• _DATASET CONTENT_
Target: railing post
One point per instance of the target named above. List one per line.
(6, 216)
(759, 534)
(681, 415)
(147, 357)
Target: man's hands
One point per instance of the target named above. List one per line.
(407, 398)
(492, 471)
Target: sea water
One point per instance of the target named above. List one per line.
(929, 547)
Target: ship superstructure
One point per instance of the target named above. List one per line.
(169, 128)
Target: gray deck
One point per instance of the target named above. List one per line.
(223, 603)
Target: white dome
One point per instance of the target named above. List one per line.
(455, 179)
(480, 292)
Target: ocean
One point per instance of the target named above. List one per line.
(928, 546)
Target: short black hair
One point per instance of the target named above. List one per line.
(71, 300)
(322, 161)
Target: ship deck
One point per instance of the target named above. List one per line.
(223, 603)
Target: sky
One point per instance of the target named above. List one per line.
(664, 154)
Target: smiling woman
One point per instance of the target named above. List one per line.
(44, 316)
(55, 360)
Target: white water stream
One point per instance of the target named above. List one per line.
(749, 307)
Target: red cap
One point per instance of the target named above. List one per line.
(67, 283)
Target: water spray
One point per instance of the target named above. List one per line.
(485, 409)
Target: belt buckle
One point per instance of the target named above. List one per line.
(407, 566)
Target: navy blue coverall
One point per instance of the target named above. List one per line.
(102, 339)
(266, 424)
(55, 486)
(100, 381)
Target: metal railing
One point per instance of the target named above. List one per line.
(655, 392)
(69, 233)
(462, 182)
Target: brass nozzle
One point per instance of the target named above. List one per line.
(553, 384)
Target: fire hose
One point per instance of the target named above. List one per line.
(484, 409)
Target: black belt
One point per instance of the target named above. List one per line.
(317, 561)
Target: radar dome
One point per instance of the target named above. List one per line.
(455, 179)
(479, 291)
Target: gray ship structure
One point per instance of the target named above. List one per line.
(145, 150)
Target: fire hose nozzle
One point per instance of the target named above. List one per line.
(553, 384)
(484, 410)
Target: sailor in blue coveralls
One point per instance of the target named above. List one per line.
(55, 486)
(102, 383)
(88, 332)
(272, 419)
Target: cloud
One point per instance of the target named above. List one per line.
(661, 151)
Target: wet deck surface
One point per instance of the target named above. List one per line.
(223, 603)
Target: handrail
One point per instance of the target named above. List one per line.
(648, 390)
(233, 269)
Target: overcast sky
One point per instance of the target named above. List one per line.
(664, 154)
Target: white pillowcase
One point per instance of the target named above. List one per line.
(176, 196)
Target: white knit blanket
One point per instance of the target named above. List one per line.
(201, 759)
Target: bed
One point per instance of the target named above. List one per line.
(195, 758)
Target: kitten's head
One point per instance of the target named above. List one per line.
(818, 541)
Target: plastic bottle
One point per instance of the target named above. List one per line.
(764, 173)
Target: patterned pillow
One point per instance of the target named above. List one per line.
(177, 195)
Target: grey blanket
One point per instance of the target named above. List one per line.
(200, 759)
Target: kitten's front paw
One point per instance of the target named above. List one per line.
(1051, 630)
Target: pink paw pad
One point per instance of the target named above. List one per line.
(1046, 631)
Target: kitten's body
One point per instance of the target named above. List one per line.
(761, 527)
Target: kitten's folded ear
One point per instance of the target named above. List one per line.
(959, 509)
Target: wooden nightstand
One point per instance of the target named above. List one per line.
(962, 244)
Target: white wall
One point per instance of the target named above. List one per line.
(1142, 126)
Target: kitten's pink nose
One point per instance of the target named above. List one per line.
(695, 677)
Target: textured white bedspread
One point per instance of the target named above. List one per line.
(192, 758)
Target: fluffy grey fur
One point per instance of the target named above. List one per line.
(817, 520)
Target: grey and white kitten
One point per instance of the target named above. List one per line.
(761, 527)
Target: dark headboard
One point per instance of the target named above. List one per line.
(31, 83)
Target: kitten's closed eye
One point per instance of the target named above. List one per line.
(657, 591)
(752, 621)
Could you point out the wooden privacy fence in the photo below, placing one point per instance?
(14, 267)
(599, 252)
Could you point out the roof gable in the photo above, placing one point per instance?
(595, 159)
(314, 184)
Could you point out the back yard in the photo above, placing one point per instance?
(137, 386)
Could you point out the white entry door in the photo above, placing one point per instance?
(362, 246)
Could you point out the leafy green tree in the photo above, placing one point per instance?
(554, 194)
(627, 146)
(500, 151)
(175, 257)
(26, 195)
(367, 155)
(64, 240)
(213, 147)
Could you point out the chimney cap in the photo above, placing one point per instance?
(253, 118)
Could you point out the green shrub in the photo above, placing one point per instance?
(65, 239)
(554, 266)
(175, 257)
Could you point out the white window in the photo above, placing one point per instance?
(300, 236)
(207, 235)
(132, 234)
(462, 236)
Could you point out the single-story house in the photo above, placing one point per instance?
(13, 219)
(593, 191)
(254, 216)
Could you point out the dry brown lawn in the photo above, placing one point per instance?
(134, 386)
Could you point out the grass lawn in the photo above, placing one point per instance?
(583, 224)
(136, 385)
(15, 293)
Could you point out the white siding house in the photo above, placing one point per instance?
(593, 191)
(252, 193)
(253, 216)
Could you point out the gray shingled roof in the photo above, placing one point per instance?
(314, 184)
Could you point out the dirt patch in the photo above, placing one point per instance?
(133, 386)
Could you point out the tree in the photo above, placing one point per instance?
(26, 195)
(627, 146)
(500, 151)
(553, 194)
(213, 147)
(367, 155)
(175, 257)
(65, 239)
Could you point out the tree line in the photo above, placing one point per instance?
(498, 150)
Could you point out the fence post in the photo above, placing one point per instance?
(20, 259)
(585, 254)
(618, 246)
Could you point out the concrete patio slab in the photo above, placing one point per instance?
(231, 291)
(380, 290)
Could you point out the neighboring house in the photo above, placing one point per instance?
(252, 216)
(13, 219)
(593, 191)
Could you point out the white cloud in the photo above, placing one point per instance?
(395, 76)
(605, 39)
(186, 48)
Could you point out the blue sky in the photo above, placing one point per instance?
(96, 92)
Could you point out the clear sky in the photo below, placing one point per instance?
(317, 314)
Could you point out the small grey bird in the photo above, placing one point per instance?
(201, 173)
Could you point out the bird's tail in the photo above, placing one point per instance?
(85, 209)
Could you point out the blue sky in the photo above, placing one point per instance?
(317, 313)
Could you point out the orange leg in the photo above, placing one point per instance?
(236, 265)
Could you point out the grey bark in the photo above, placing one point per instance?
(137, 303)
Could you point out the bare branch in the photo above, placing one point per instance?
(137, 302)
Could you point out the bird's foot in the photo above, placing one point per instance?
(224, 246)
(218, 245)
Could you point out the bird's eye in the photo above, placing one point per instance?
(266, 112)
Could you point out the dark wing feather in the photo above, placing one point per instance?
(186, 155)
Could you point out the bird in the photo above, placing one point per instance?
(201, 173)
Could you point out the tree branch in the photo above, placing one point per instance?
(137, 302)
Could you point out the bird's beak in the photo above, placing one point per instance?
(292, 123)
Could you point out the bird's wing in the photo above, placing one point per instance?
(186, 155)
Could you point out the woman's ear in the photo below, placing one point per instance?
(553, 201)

• _WRITTEN EXERCISE_
Pull out every line from the one with "Could you point out the small" to the end of the listing, and output only those.

• _RESULT OF THE EXERCISE_
Could you point out the small grey bird in the photo above, placing one point per instance?
(201, 173)
Could you point out the bird's tail in the photo above, placing one point per instance?
(85, 209)
Could you point out the blue sky in the photo above, placing one point per instance?
(317, 313)
Could you point out the orange leg in the photo above, placing one point per instance?
(236, 265)
Could you point out the grey bark in the photo above, placing one point per instance?
(137, 303)
Could you point out the bare branch in the photo above, placing one point per instance?
(137, 302)
Could you point out the bird's foot in the photo above, placing one point per instance?
(224, 246)
(218, 245)
Could you point out the bird's eye in the photo above, placing one point per instance?
(266, 112)
Could you point out the dark wing feather in the photo above, placing one point per instance?
(186, 155)
Could you point out the bird in the photo above, placing one point per instance?
(201, 173)
Could you point out the tree branch in the photo above, placing one point per instance?
(137, 302)
Could you point out the bird's beak in the photo above, placing one point per instance?
(292, 123)
Could you point out the bird's wing in the photo above, placing one point per instance?
(186, 155)
Could you point out the woman's ear in the photo below, placing one point per instance?
(553, 201)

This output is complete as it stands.